DOCUMENT SECTION:
You are viewing a plain text version of this content. The canonical link for it is here.
Posted to issues-all@impala.apache.org by "ASF subversion and git services (Jira)" <ji...@apache.org> on 2022/11/03 01:20:00 UTC

[jira] [Commented] (IMPALA-11591) Avoid calling planFiles() on Iceberg tables when there are no predicates

    [ https://issues.apache.org/jira/browse/IMPALA-11591?page=com.atlassian.jira.plugin.system.issuetabpanels:comment-tabpanel&focusedCommentId=17628046#comment-17628046 ] 

ASF subversion and git services commented on IMPALA-11591:
----------------------------------------------------------

Commit 301c3cebad814c73ff7f7ccfd528f7ab7832f4ab in impala's branch refs/heads/master from Zoltan Borok-Nagy
[ https://gitbox.apache.org/repos/asf?p=impala.git;h=301c3ceba ]

IMPALA-11591: Avoid calling planFiles() on Iceberg tables

Iceberg's planFiles() API is very expensive as it needs to read all
the relevant manifest files. It's especially expensive on object
stores like S3.

When there are no predicates on the table and we are not doing
time travel it's possible to avoid calling planFiles() and do the
scan planning from cached metadata. When none of the predicates are
on partition columns there's little benefit of pushing down predicates
to Iceberg. So with this patch we only push down predicates (and
hence invoke planFiles()) when at least one of the predicates are
on partition columns.

This patch introduces a new class to store content files:
IcebergContentFileStore. It separates data, delete, and "old" content
files. "Old" content files are the ones that are not part of the current
snapshot. We add such data files during time travel. Storing "old"
content files in a separate concurrent hash map also fixes a concurrency
bug in the current code.

Dataset records:
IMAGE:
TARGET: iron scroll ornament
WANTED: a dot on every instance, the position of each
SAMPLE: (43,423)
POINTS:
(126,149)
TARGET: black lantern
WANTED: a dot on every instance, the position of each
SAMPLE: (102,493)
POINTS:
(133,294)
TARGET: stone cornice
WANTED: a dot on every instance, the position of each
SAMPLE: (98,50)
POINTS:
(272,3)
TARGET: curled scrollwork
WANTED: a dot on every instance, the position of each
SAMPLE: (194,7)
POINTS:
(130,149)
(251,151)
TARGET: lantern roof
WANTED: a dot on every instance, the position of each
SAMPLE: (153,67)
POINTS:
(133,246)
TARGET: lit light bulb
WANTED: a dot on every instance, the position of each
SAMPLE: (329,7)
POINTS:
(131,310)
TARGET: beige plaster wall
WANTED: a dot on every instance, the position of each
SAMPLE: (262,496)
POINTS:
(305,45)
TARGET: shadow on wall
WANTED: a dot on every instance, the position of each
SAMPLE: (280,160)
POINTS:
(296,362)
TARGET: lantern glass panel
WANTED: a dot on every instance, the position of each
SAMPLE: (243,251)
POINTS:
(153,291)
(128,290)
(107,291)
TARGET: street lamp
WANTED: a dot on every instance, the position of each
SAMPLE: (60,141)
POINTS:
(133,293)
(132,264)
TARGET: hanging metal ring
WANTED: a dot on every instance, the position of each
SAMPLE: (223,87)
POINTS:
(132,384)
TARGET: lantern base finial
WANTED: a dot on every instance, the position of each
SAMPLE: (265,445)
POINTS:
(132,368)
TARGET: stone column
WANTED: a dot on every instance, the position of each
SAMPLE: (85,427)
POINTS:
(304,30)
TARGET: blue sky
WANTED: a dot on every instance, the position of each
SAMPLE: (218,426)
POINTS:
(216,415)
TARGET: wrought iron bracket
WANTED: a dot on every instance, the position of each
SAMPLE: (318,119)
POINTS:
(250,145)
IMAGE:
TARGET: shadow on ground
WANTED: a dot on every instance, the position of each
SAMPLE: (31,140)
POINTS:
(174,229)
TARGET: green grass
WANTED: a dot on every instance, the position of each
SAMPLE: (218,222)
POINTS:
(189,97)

EXERCISE PROMPT:
Answer these from the commit comment:
1. On what kind of storage is Iceberg's planFiles() API described as especially expensive?
2. With this patch, when are predicates pushed down to Iceberg?
3. What is the name of the new class that stores content files?
These entries were drawn from a separate source.

EXERCISE RESPONSE:
1. Object stores like S3.
2. Only when at least one of the predicates is on partition columns.
3. IcebergContentFileStore.